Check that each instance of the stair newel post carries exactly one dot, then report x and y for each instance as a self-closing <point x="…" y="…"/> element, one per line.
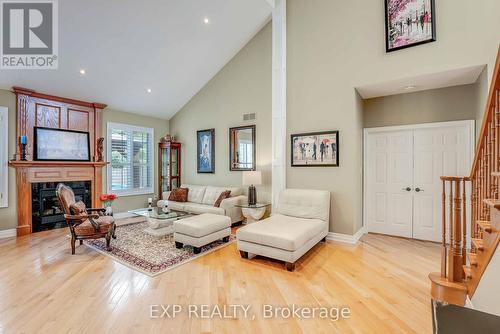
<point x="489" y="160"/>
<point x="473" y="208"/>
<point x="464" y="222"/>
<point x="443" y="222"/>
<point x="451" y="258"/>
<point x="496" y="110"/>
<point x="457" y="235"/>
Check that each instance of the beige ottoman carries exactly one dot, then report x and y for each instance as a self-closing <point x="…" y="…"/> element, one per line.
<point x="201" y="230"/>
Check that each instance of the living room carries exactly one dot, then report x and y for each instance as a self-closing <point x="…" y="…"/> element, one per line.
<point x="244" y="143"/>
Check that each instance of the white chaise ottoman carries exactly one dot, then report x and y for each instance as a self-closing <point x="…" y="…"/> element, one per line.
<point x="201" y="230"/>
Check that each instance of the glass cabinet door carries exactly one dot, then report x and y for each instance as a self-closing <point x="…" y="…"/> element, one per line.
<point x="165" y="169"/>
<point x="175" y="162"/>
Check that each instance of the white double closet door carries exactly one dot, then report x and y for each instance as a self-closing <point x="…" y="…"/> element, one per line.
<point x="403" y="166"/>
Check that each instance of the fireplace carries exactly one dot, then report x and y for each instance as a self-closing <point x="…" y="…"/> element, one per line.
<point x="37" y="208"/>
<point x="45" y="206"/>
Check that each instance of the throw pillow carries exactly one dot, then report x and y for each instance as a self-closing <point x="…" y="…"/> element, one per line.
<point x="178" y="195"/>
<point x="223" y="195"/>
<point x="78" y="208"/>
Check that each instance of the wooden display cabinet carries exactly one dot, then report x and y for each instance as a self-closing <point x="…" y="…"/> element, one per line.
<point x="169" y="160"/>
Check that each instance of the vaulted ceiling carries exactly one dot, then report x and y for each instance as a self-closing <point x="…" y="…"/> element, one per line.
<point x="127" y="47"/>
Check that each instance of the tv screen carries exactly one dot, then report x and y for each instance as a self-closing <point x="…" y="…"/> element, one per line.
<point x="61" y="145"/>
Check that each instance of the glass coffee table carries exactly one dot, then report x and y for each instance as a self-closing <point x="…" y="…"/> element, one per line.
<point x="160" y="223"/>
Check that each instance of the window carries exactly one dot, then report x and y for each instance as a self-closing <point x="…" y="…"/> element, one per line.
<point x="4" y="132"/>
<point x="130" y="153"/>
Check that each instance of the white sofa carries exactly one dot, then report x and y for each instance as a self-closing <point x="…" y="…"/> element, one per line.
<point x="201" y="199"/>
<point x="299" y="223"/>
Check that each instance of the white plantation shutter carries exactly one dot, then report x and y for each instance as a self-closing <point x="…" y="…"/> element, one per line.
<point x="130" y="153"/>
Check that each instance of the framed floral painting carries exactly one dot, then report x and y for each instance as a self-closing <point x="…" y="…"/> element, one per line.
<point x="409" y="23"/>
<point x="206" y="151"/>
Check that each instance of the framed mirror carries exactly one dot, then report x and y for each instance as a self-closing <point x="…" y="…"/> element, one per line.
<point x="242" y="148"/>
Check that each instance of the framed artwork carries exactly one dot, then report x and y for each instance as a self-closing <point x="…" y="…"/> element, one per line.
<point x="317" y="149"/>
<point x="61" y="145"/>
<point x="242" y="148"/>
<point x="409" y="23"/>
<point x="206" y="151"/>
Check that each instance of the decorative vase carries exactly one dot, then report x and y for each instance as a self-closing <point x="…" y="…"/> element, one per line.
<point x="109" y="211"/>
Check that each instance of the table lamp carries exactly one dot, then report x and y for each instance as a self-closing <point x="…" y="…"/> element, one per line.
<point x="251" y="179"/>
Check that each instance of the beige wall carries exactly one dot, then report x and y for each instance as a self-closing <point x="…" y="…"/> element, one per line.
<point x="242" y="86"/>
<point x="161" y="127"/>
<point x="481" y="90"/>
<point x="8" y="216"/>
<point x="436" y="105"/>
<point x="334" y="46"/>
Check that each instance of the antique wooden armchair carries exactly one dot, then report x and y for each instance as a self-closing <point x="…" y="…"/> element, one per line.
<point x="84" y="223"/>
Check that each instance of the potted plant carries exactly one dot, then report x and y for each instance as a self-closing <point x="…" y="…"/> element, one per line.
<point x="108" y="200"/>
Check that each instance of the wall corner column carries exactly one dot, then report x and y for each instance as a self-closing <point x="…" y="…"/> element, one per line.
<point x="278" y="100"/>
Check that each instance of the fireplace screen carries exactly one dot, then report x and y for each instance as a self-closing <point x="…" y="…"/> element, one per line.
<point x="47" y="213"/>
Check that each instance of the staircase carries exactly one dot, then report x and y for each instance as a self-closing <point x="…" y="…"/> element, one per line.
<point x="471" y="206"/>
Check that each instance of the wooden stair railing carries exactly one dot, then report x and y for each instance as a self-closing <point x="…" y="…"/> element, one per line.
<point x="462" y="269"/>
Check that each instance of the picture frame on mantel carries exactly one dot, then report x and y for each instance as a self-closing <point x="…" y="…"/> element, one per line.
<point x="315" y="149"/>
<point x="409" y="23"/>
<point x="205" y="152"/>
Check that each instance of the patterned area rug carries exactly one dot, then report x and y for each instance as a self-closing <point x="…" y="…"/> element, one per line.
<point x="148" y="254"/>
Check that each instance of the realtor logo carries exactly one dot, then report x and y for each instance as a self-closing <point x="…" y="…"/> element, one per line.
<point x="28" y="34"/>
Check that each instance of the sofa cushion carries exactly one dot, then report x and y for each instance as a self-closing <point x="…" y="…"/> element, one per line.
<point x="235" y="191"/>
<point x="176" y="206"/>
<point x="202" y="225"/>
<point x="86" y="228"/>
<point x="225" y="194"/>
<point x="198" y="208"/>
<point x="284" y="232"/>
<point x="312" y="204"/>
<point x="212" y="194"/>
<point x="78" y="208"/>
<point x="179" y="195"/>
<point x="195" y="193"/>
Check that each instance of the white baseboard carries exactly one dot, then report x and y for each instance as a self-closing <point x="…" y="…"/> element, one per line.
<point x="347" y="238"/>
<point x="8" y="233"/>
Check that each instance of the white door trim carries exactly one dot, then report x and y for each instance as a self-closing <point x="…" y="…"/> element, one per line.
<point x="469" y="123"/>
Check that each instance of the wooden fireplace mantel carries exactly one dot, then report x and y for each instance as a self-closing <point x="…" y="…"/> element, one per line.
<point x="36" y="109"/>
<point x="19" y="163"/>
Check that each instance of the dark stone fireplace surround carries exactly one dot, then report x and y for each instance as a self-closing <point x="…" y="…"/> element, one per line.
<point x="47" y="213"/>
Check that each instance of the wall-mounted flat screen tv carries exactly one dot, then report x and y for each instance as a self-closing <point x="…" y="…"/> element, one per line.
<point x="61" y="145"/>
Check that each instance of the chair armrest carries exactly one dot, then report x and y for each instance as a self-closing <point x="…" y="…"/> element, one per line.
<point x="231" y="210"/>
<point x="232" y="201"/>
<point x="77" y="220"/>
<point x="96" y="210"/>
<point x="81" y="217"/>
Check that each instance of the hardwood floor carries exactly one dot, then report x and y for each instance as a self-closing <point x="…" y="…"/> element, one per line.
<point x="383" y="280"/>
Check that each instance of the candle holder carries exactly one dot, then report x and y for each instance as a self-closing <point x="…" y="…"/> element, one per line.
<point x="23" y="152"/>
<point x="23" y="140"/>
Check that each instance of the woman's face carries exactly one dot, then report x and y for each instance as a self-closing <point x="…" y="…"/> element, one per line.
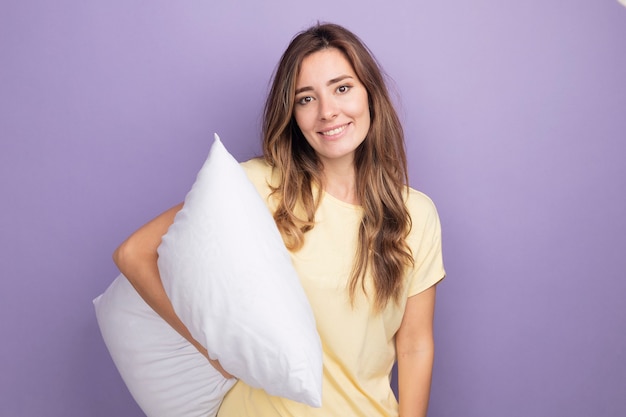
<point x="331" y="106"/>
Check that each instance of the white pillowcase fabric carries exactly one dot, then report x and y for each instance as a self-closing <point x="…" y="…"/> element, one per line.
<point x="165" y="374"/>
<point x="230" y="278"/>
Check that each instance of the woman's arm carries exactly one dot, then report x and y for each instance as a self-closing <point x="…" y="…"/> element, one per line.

━━━━━━

Goal:
Your task is to retype all the entries exactly and leave out any pictures.

Final result:
Check that each instance of the stair newel post carries exactly one dot, then report x and y for each instance as a self-closing <point x="…" y="…"/> element, one per line.
<point x="489" y="160"/>
<point x="473" y="208"/>
<point x="464" y="222"/>
<point x="443" y="222"/>
<point x="451" y="258"/>
<point x="496" y="110"/>
<point x="457" y="235"/>
Check that each instance of the beige ottoman carries exactly one dot, then report x and y for each instance as a self-closing <point x="…" y="…"/> element, one per line.
<point x="201" y="230"/>
Check that each instance of the living room carries exactly one dot, then report x and y for each instance as a self-closing <point x="…" y="…"/> element, one per line.
<point x="244" y="143"/>
Check that each instance of the white chaise ottoman carries exactly one dot, then report x and y for each instance as a self-closing <point x="…" y="…"/> element, one per line.
<point x="201" y="230"/>
Check that each instance of the glass cabinet door carries exactly one dot, then report x and y for each instance as a self-closing <point x="…" y="…"/> element, one per line.
<point x="165" y="169"/>
<point x="175" y="162"/>
Check that each instance of the white double closet door carries exactly one dot, then report x and y for each instance as a self-closing <point x="…" y="…"/> element, one per line.
<point x="403" y="166"/>
Check that each instance of the fireplace carries exactly one dot, then report x and y for each instance as a self-closing <point x="…" y="…"/> element, one per line.
<point x="37" y="208"/>
<point x="45" y="206"/>
Check that each instance of the throw pillow carries exactly one dot, then report x and y for each instance as a self-closing <point x="…" y="…"/> element, one per line.
<point x="178" y="195"/>
<point x="223" y="195"/>
<point x="78" y="208"/>
Check that each instance of the wooden display cabinet carries exactly one dot, then report x and y for each instance as a self-closing <point x="…" y="…"/> element, one per line.
<point x="169" y="160"/>
Check that each instance of the vaulted ceiling carries exactly one dot, then report x and y for each instance as a self-closing <point x="…" y="…"/> element, one per line.
<point x="127" y="47"/>
Check that each instance of the tv screen carries exactly one dot, then report x and y for each instance as a self-closing <point x="…" y="…"/> element, one per line.
<point x="61" y="145"/>
Check that each instance of the glass coffee table carries exactly one dot, then report x and y for each instance as a self-closing <point x="…" y="…"/> element, one per line.
<point x="160" y="223"/>
Check that each instance of the window carries exactly one dot, then report x and y for each instance as a self-closing <point x="…" y="…"/> element, one per line.
<point x="4" y="132"/>
<point x="130" y="153"/>
Check that each instance of the white sofa carries exactly one dot, then report x and y for each instance as a self-closing <point x="…" y="…"/> element, one per line.
<point x="201" y="199"/>
<point x="299" y="223"/>
Check that each instance of the white plantation shutter carries exactly one dot, then report x and y for each instance as a self-closing <point x="…" y="…"/> element, one per line.
<point x="130" y="153"/>
Check that each instance of the framed floral painting carries exactly one dot, then report x and y for each instance as a self-closing <point x="…" y="…"/> element, one per line.
<point x="409" y="23"/>
<point x="206" y="151"/>
Check that each instance of the framed mirror carries exactly one dot, then report x and y for each instance as a self-closing <point x="…" y="…"/> element, one per line.
<point x="242" y="148"/>
Check that each instance of the framed artwork carries exactly one dot, then report x and y for each instance as a self-closing <point x="…" y="…"/> element, one per line.
<point x="317" y="149"/>
<point x="61" y="145"/>
<point x="242" y="148"/>
<point x="409" y="23"/>
<point x="206" y="151"/>
Check that each instance of the decorative vase carries exactly one dot, then report x and y for each instance as a self-closing <point x="…" y="…"/> element, one per line.
<point x="109" y="211"/>
Check that each instance of the table lamp carries exactly one dot, then report x and y for each instance as a self-closing <point x="…" y="…"/> element, one per line.
<point x="251" y="179"/>
Check that each instance of the beige wall carries exactly one dot, then report x and y for each instance as a self-closing <point x="…" y="…"/> element, one per line.
<point x="242" y="86"/>
<point x="161" y="127"/>
<point x="481" y="90"/>
<point x="8" y="216"/>
<point x="436" y="105"/>
<point x="334" y="46"/>
Check that each instance of the antique wooden armchair carries exactly one dot, then report x and y for each instance as a self-closing <point x="…" y="…"/> element, one per line.
<point x="84" y="223"/>
Check that each instance of the potted plant carries exactly one dot, then report x and y for each instance as a self-closing <point x="…" y="…"/> element, one per line.
<point x="108" y="200"/>
Check that each instance of the wall corner column carries exactly one dot, then report x and y for each instance as a self-closing <point x="…" y="…"/> element, one per line.
<point x="278" y="100"/>
Check that each instance of the fireplace screen carries exactly one dot, then report x and y for each instance as a self-closing <point x="…" y="…"/> element, one per line.
<point x="47" y="213"/>
Check that each instance of the staircase carries exactly one dot, then report x and y for each instance as a self-closing <point x="…" y="…"/> element, one per line.
<point x="471" y="206"/>
Check that each instance of the wooden stair railing carries exactly one dot, then report x and y for each instance as a self-closing <point x="…" y="…"/> element, one per line.
<point x="462" y="269"/>
Check that each instance of the picture frame on mantel carries exactly one dot, then report x and y for each instance as a self-closing <point x="…" y="…"/> element, one per line.
<point x="315" y="149"/>
<point x="409" y="23"/>
<point x="205" y="152"/>
Check that each instance of the patterned area rug carries exactly one dot, then report x and y for each instance as a self-closing <point x="…" y="…"/> element, one per line.
<point x="148" y="254"/>
Check that each instance of the realtor logo carries exactly one dot, then report x and y for each instance as a self-closing <point x="…" y="…"/> element, one per line.
<point x="28" y="34"/>
Check that each instance of the sofa cushion carries exactly one dot, then report x and y for each instance as a self-closing <point x="…" y="…"/> element, one per line.
<point x="235" y="191"/>
<point x="176" y="206"/>
<point x="202" y="225"/>
<point x="86" y="228"/>
<point x="225" y="194"/>
<point x="198" y="208"/>
<point x="284" y="232"/>
<point x="312" y="204"/>
<point x="212" y="194"/>
<point x="78" y="208"/>
<point x="179" y="195"/>
<point x="195" y="193"/>
Check that each instance of the white baseboard carries exactly one dot, then report x and y for each instance as a self-closing <point x="…" y="…"/> element, one per line.
<point x="347" y="238"/>
<point x="8" y="233"/>
Check that each instance of the white door trim carries exactly one dot, then report x and y for each instance as a self-closing <point x="…" y="…"/> element, one per line.
<point x="469" y="123"/>
Check that each instance of the wooden fireplace mantel carries exactly one dot, then report x and y for each instance as a self-closing <point x="…" y="…"/> element, one per line.
<point x="36" y="109"/>
<point x="19" y="163"/>
Check that each instance of the dark stone fireplace surround carries exactly one dot, then report x and y for each instance as a self-closing <point x="…" y="…"/> element, one per line.
<point x="47" y="213"/>
Check that each instance of the wall-mounted flat screen tv carries exactly one dot, then report x and y for each instance as a self-closing <point x="…" y="…"/> element, one per line.
<point x="61" y="145"/>
Check that each instance of the chair armrest carries exactly one dot, then report x and y for each instance as a self-closing <point x="…" y="…"/> element, one per line.
<point x="231" y="210"/>
<point x="232" y="201"/>
<point x="77" y="220"/>
<point x="96" y="210"/>
<point x="81" y="217"/>
Check that each instance of the hardwood floor carries exactly one dot, then report x and y for each instance as a self-closing <point x="…" y="…"/> element, one per line.
<point x="383" y="280"/>
Check that each instance of the candle holder carries exactly one dot, then report x and y for each instance as a self-closing <point x="…" y="…"/> element, one per line.
<point x="23" y="152"/>
<point x="23" y="140"/>
Check that each instance of the woman's face carries exactly one dot, then report x and y for each instance as a self-closing <point x="…" y="…"/> element, one per line.
<point x="331" y="106"/>
Check that each instance of the white pillowcase fabric carries exactly one dot, then report x and y for each instance as a self-closing <point x="…" y="…"/> element, one per line.
<point x="165" y="374"/>
<point x="230" y="278"/>
Check that each instance of the woman's arm carries exactly one dot, then report x and y for each instance as a self-closing <point x="…" y="…"/> element, one per line.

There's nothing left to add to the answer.